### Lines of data
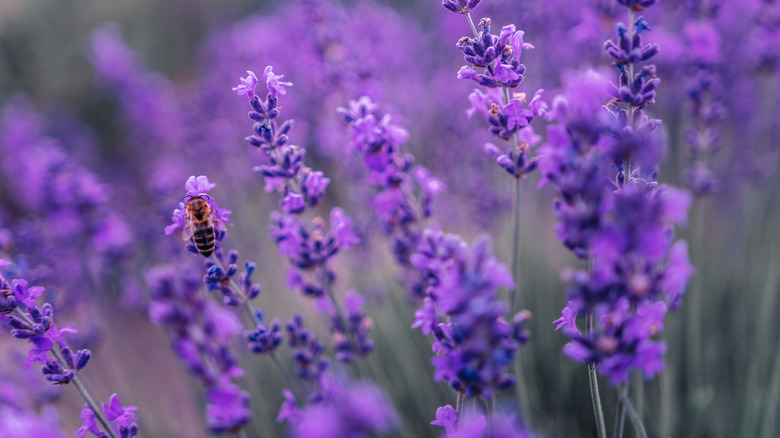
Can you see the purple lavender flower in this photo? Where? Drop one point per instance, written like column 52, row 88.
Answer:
column 627, row 233
column 308, row 351
column 264, row 339
column 477, row 346
column 475, row 424
column 379, row 143
column 498, row 56
column 122, row 420
column 60, row 364
column 706, row 111
column 350, row 409
column 200, row 333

### The task
Please reproduce every one of the items above word for word, without the pictures.

### Output below
Can you see the purple lavender flower in this photo? Where? Drop one point per instance, written like column 52, row 88.
Answer:
column 627, row 233
column 308, row 351
column 264, row 339
column 477, row 346
column 475, row 424
column 379, row 143
column 498, row 56
column 122, row 420
column 60, row 364
column 706, row 111
column 350, row 409
column 200, row 333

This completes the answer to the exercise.